Entries drawn from a collection
━━━━━━━━━━━━━━━━
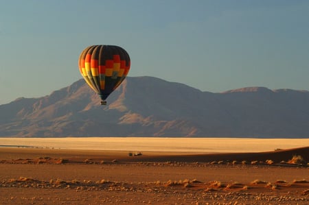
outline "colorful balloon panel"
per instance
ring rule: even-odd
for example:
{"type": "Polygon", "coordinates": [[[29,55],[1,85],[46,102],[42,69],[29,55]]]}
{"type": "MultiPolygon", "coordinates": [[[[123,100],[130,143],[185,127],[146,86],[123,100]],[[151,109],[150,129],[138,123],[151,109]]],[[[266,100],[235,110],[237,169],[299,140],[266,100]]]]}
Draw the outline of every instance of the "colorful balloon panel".
{"type": "Polygon", "coordinates": [[[92,45],[80,53],[80,72],[104,101],[126,78],[130,70],[128,53],[115,45],[92,45]]]}

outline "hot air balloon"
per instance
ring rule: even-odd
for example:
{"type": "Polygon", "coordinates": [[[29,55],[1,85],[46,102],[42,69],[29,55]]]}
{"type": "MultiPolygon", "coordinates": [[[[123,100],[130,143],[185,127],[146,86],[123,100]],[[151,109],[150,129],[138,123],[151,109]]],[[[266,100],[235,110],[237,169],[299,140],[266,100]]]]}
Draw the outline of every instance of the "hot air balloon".
{"type": "Polygon", "coordinates": [[[80,53],[80,74],[88,85],[101,97],[101,104],[126,78],[130,70],[130,56],[115,45],[91,45],[80,53]]]}

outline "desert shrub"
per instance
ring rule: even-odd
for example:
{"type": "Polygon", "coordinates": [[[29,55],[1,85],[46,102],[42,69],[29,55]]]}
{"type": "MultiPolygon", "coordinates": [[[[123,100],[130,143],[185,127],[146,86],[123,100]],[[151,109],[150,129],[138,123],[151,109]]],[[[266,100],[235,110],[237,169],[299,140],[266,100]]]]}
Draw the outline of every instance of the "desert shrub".
{"type": "Polygon", "coordinates": [[[266,160],[266,162],[267,165],[273,165],[273,161],[272,160],[266,160]]]}
{"type": "Polygon", "coordinates": [[[288,160],[288,163],[289,163],[289,164],[301,164],[304,162],[304,160],[301,156],[295,155],[295,156],[293,156],[292,159],[288,160]]]}
{"type": "Polygon", "coordinates": [[[309,182],[308,182],[305,179],[300,180],[294,180],[293,183],[309,183],[309,182]]]}
{"type": "Polygon", "coordinates": [[[260,180],[255,180],[254,181],[251,182],[251,184],[266,184],[266,182],[264,181],[262,181],[260,180]]]}
{"type": "Polygon", "coordinates": [[[256,165],[258,163],[259,161],[255,160],[255,161],[251,161],[251,165],[256,165]]]}

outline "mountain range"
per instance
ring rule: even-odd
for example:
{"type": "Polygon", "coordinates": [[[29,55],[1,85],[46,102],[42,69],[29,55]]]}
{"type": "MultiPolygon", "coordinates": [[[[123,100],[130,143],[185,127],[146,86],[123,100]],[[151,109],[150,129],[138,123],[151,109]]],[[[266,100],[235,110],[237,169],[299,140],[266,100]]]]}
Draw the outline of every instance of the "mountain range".
{"type": "Polygon", "coordinates": [[[203,92],[129,77],[101,106],[84,80],[0,105],[0,136],[308,138],[309,92],[249,87],[203,92]]]}

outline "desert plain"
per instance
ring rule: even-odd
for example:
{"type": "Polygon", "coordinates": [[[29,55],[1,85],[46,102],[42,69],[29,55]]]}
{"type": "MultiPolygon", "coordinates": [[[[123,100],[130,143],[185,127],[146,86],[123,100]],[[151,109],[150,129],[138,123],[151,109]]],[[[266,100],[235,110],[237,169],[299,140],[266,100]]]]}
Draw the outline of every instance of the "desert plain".
{"type": "Polygon", "coordinates": [[[309,204],[308,139],[84,140],[1,138],[0,204],[309,204]]]}

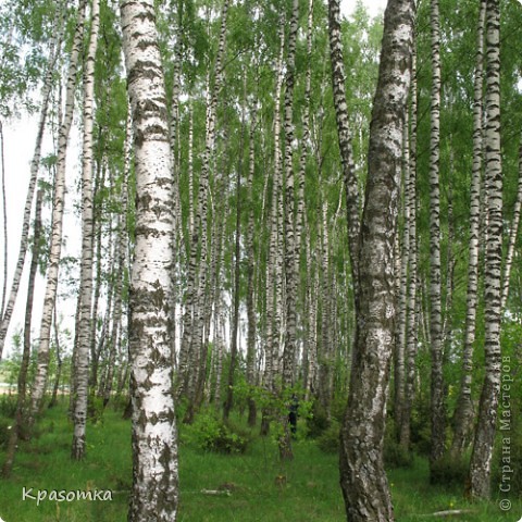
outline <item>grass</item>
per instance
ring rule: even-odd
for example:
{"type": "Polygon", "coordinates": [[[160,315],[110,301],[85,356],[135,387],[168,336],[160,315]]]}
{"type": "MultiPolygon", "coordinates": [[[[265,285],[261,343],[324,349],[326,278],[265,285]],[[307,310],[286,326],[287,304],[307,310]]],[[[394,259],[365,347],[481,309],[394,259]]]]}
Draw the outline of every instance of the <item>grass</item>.
{"type": "MultiPolygon", "coordinates": [[[[238,422],[238,421],[236,421],[238,422]]],[[[251,434],[244,455],[199,450],[181,428],[179,522],[334,522],[346,520],[338,486],[337,456],[322,452],[313,440],[294,445],[295,459],[282,464],[270,438],[251,434]],[[216,492],[216,493],[213,493],[216,492]]],[[[0,519],[5,522],[123,522],[132,483],[130,431],[121,412],[108,409],[102,423],[89,424],[87,456],[70,458],[72,425],[65,407],[48,411],[37,437],[23,443],[12,477],[0,480],[0,519]],[[22,500],[23,487],[38,489],[111,490],[112,500],[22,500]]],[[[0,451],[0,463],[3,463],[0,451]]],[[[428,484],[427,463],[415,459],[411,469],[389,471],[398,522],[501,522],[519,520],[522,502],[504,513],[492,502],[470,504],[460,492],[428,484]],[[449,510],[473,510],[459,517],[426,517],[449,510]]]]}

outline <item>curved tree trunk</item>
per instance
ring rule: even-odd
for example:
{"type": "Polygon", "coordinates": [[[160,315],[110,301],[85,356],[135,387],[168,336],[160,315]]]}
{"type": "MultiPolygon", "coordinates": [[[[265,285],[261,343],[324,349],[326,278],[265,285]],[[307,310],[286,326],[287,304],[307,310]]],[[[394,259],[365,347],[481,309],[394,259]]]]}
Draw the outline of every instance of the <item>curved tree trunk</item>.
{"type": "Polygon", "coordinates": [[[341,428],[340,485],[350,522],[393,522],[383,462],[394,344],[394,244],[402,127],[410,88],[413,0],[389,0],[370,126],[352,374],[341,428]]]}

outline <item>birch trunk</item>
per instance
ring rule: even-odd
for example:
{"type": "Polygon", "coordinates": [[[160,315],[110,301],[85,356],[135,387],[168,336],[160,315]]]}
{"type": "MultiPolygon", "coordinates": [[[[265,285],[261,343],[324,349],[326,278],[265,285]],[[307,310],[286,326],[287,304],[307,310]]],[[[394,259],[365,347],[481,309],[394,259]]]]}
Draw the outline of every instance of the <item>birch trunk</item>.
{"type": "Polygon", "coordinates": [[[136,247],[129,301],[133,492],[129,522],[172,522],[178,505],[172,386],[172,151],[152,1],[121,2],[136,172],[136,247]]]}
{"type": "Polygon", "coordinates": [[[394,343],[394,243],[414,15],[413,0],[389,0],[384,14],[370,126],[352,374],[340,439],[340,485],[350,522],[394,521],[383,446],[394,343]]]}
{"type": "Polygon", "coordinates": [[[430,337],[431,382],[431,463],[440,459],[445,442],[443,375],[443,311],[440,283],[440,28],[438,0],[431,0],[432,96],[430,120],[430,337]]]}
{"type": "Polygon", "coordinates": [[[346,209],[348,213],[348,243],[350,246],[351,275],[356,299],[358,296],[358,264],[360,235],[360,195],[357,184],[351,135],[348,121],[348,103],[345,92],[345,64],[343,58],[343,39],[340,33],[340,1],[328,0],[330,58],[332,62],[332,86],[337,120],[337,138],[346,190],[346,209]]]}
{"type": "Polygon", "coordinates": [[[471,398],[473,345],[475,343],[476,306],[478,287],[478,239],[481,225],[481,178],[483,149],[483,63],[484,22],[486,0],[481,0],[476,30],[474,103],[473,103],[473,166],[471,174],[470,244],[468,261],[468,290],[465,298],[464,346],[462,349],[462,376],[455,410],[455,433],[451,455],[462,456],[469,440],[474,412],[471,398]]]}
{"type": "Polygon", "coordinates": [[[506,262],[504,264],[502,276],[502,298],[500,301],[500,309],[504,311],[508,302],[509,296],[509,281],[511,277],[511,266],[514,258],[514,246],[519,235],[520,225],[520,210],[522,207],[522,144],[519,148],[519,187],[517,190],[517,200],[514,202],[513,217],[511,220],[511,229],[509,232],[508,253],[506,254],[506,262]]]}
{"type": "MultiPolygon", "coordinates": [[[[256,385],[256,301],[254,301],[254,260],[256,251],[253,247],[254,229],[254,191],[253,178],[256,175],[256,110],[252,110],[250,123],[250,141],[249,141],[249,162],[248,162],[248,179],[247,188],[250,201],[250,211],[248,213],[247,228],[247,384],[256,385]]],[[[248,425],[254,426],[257,419],[256,401],[251,395],[248,397],[248,425]]]]}
{"type": "MultiPolygon", "coordinates": [[[[299,0],[293,1],[290,16],[290,32],[288,35],[288,58],[286,63],[286,90],[285,90],[285,283],[286,283],[286,330],[283,351],[283,390],[294,384],[294,373],[297,351],[297,268],[298,248],[296,245],[295,227],[295,176],[294,176],[294,86],[296,82],[296,42],[299,28],[299,0]]],[[[284,435],[279,438],[279,458],[290,460],[294,458],[291,438],[288,430],[287,414],[283,418],[284,435]]]]}
{"type": "MultiPolygon", "coordinates": [[[[22,281],[22,272],[24,270],[25,257],[27,253],[29,226],[30,226],[30,211],[33,208],[33,200],[35,197],[36,181],[38,177],[38,169],[40,166],[41,144],[44,140],[44,132],[46,128],[47,112],[49,109],[49,100],[53,83],[54,67],[57,59],[60,55],[60,47],[63,37],[63,20],[60,21],[60,26],[55,32],[55,39],[51,42],[49,50],[49,62],[47,64],[46,77],[41,89],[41,109],[38,120],[38,130],[36,134],[35,150],[30,161],[29,185],[27,187],[27,196],[25,199],[24,217],[22,223],[22,235],[20,238],[18,257],[14,269],[13,281],[9,291],[7,307],[2,304],[2,315],[0,318],[0,360],[2,359],[3,346],[8,335],[9,325],[13,315],[14,304],[18,295],[20,282],[22,281]]],[[[7,278],[5,278],[7,279],[7,278]]]]}
{"type": "Polygon", "coordinates": [[[500,149],[500,10],[498,0],[486,8],[486,214],[488,234],[484,271],[485,377],[478,422],[471,456],[471,495],[490,495],[492,458],[500,393],[501,264],[502,264],[502,163],[500,149]]]}
{"type": "Polygon", "coordinates": [[[22,363],[18,371],[16,411],[14,415],[14,423],[11,427],[11,434],[5,448],[5,462],[2,468],[2,476],[9,478],[14,464],[14,457],[16,455],[17,443],[21,438],[24,427],[24,410],[27,388],[27,373],[30,362],[30,325],[33,322],[33,301],[35,297],[35,279],[38,270],[38,256],[40,251],[41,241],[41,200],[44,194],[38,190],[36,198],[35,210],[35,234],[33,236],[33,252],[29,269],[29,281],[27,285],[27,300],[25,304],[25,324],[24,324],[24,351],[22,353],[22,363]]]}
{"type": "Polygon", "coordinates": [[[407,200],[409,206],[409,281],[408,281],[408,303],[407,303],[407,324],[406,324],[406,373],[405,373],[405,400],[400,414],[400,434],[399,443],[405,448],[410,447],[410,421],[411,407],[415,391],[415,360],[418,351],[418,269],[417,269],[417,50],[413,44],[411,57],[411,87],[410,87],[410,164],[409,179],[406,187],[407,200]]]}
{"type": "Polygon", "coordinates": [[[84,71],[84,136],[82,164],[82,261],[79,275],[79,333],[76,364],[76,397],[74,401],[73,445],[71,456],[82,460],[85,455],[85,430],[87,421],[87,395],[89,381],[89,351],[92,308],[92,171],[94,171],[94,104],[95,60],[100,27],[100,2],[92,0],[90,40],[84,71]]]}
{"type": "Polygon", "coordinates": [[[71,61],[69,66],[67,87],[65,95],[65,113],[59,134],[57,173],[54,177],[54,198],[52,203],[52,231],[49,245],[49,261],[47,265],[47,284],[44,297],[44,310],[40,322],[37,369],[30,399],[32,403],[29,424],[33,423],[35,415],[40,410],[49,372],[49,345],[52,315],[57,300],[60,257],[62,252],[63,207],[65,201],[65,162],[67,156],[69,134],[74,114],[76,72],[78,67],[79,53],[83,47],[86,3],[87,1],[83,0],[78,7],[78,17],[76,22],[73,50],[71,52],[71,61]]]}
━━━━━━━━━━━━━━━━
▶ **Work instructions**
Report every line of the listing above that contains the word "panel", copying each line in full. Case counts, so only matches with the same capitalization qualify.

▶ **Finished exercise**
outline "colorful balloon panel"
Draw the outline of every instance of the "colorful balloon panel".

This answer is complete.